AUSGANGSTEXT
-=-=-

Fritz Kuhn geht „back to the roots“, zurück zu den Wurzeln. Seine eigenen liegen in Stuttgart unter anderem in der Gartenstadt Luginsland, oberhalb von Untertürkheim. Hier hat die Familie Kuhn zwölf Jahre lang in einem auffällig unauffälligen Mehrfamilienhaus am Stadtrand gelebt. Die Söhne Leon und Mario sind hier geboren worden, ihr Vater rüttelte im baden-württembergischen Landtag als Fraktionschef der Grünen an den Stühlen mehrerer Ministerpräsidenten, die immer ein Parteibuch der CDU besaßen. Es schien ein Naturgesetz zu sein.

 

Willard Dornes legt seine Stirn in Falten. Es ist schon eine Weile her, seit Fritz Kuhn sein Nachbar war, man sich auf der Straße über Gott und die Welt, aber selten über Politik unterhielt und Kuhn zur Gartenparty kam, als Dornes’ Mutter ihren 70. Geburtstag feierte. Dornes arbeitet als Hausarzt in Luginsland, er kennt die größeren und kleineren Wehwehchen im Viertel: „Den Lebensmittelladen gibt es nicht mehr, die Häuser sind für viele Familien kaum mehr bezahlbar, ansonsten ist es eine ruhige Gegend hier, aus der die Leute ungern wieder wegziehen.“ Fritz Kuhn? „Der war zugänglich und ist ohne jede Allüren aufgetreten, der kam hier schon gut an.“ Früher war Luginsland eine Hochburg der Arbeiterklasse. Die Gartenstadt wurde vor rund 100 Jahren von Monteuren und Schlossern der Daimler-Motorengesellschaft gegründet. Noch immer wohnen viele ehemalige und aktive Daimler-Mitarbeiter hier, erzählt Dornes. „Von denjenigen, die früher SPD gewählt haben, wählen heute viele Grün.“

Lob von Günther Oettinger

Günther Oettinger kann sich einen Reim darauf machen. Nach der Landtagswahl 1984 betrat er erstmals als Abgeordneter den Stuttgarter Landtag – und nahm auf einer der hintersten Bänke Platz. „Das war eine spannende Zeit“, erzählt der Energiekommissar der Europäischen Union. „Im Landtag gab es dank den Grünen eine neue Streitkultur. Fritz Kuhn und Rezzo Schlauch setzten dem Ministerpräsidenten Lothar Späth zu. Plötzlich sahen die Sozialdemokraten als anderer Teil der Opposition steinalt aus.“

Obwohl Fritz Kuhn zwei Jahre jünger ist als Oettinger, stand er als Fraktionsvorsitzender seiner Partei sofort im Rampenlicht. „Er war intelligent, fordernd und ein kämpferischer Redner“, erzählt Oettinger und redet über den Respekt, den Fritz Kuhn wegen seiner Fachkompetenz unter vielen Abgeordneten besaß – unabhängig von deren Parteizugehörigkeit. Doch Oettinger kennt auch andere Facetten von Fritz Kuhn: „Er hat viele in der eigenen Fraktion spüren lassen, wenn er sich ihnen überlegen fühlte, und es war nie seine Stärke, zu integrieren, er hat zugespitzt.“

Um 19.15 Uhr öffnet sich ein Spalier im Raum. Die Hitze ist beinahe unerträglich, als Fritz Kuhn und Winfried Kretschmann den Raum betreten. Kuhn kämpft sich Schritt für Schritt voran durch dieses Treibhaus der Emotionen, dann steht er mitten im grünen Hexenkessel und wird von „Fritz! Fritz“-Rufen empfangen. Rezzo Schlauch ist einer der ersten, der sich Fritz Kuhn zur Brust nimmt: eine schnelle Umarmung, einen Klaps auf die Schulter, für mehr bleibt jetzt keine Zeit. Auch für Rezzo Schlauch schließt sich an diesem 21. Oktober 2012 ein Kreis.

-=-=-

BEREITGESTELLTE ANGABEN
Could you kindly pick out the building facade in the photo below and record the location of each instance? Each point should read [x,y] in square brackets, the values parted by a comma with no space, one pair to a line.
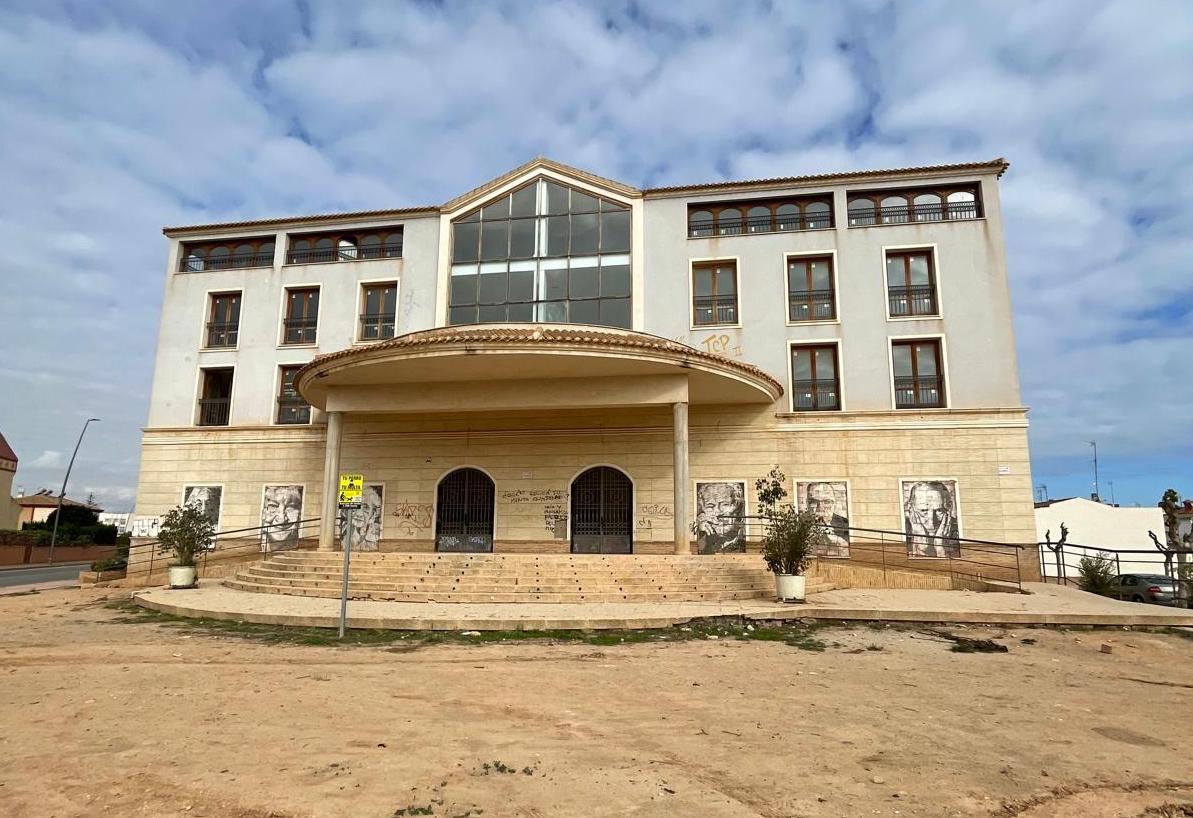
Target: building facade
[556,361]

-=-=-

Schreibe aus dem Ausgangstext die Stelle von „Um 19.15 Uhr“ bis „2012 ein Kreis.“ wortgetreu ab. Stütze dich ausschließlich auf den Ausgangstext.

RICHTIGE LÖSUNG
Um 19.15 Uhr öffnet sich ein Spalier im Raum. Die Hitze ist beinahe unerträglich, als Fritz Kuhn und Winfried Kretschmann den Raum betreten. Kuhn kämpft sich Schritt für Schritt voran durch dieses Treibhaus der Emotionen, dann steht er mitten im grünen Hexenkessel und wird von „Fritz! Fritz“-Rufen empfangen. Rezzo Schlauch ist einer der ersten, der sich Fritz Kuhn zur Brust nimmt: eine schnelle Umarmung, einen Klaps auf die Schulter, für mehr bleibt jetzt keine Zeit. Auch für Rezzo Schlauch schließt sich an diesem 21. Oktober 2012 ein Kreis.